== Task statement ==
Reproduce every line of the material below word for word.

== Entries ==
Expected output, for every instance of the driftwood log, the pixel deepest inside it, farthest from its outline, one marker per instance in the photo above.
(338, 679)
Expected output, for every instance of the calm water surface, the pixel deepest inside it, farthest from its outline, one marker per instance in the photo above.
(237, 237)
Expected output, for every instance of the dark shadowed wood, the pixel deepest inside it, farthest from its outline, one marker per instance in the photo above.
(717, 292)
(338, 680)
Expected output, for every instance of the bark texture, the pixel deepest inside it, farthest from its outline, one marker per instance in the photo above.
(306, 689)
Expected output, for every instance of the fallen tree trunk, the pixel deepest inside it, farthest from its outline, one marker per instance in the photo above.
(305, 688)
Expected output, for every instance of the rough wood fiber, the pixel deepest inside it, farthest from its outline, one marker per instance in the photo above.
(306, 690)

== Reply ==
Expected output, for every instance of the driftwood log, the pixel deepest inside it, farthest from its outline, one marker per instance in the photo above.
(338, 679)
Expected output, for every instance of the calm water surface, the pixel deepest inside it, farthest from its outline, one marker per instance in the photo above.
(237, 237)
Expected output, for every instance of the dark shadowed wood, the pixel deepest inside it, farthest from its outline, one marker per instance in the photo above.
(717, 292)
(338, 680)
Expected output, for every instance of the bark texture, the pixel deepest inside it, farthest from its outline, one marker per instance in the photo above.
(306, 689)
Expected output, for every instance of the fallen tree trunk, the pixel deepest inside it, farthest from its outline, one marker per instance in the photo above.
(305, 688)
Expected output, for every instance of the rough wood fiber, the pixel deepest inside it, farthest from its outline, one marker per instance in the photo above.
(306, 690)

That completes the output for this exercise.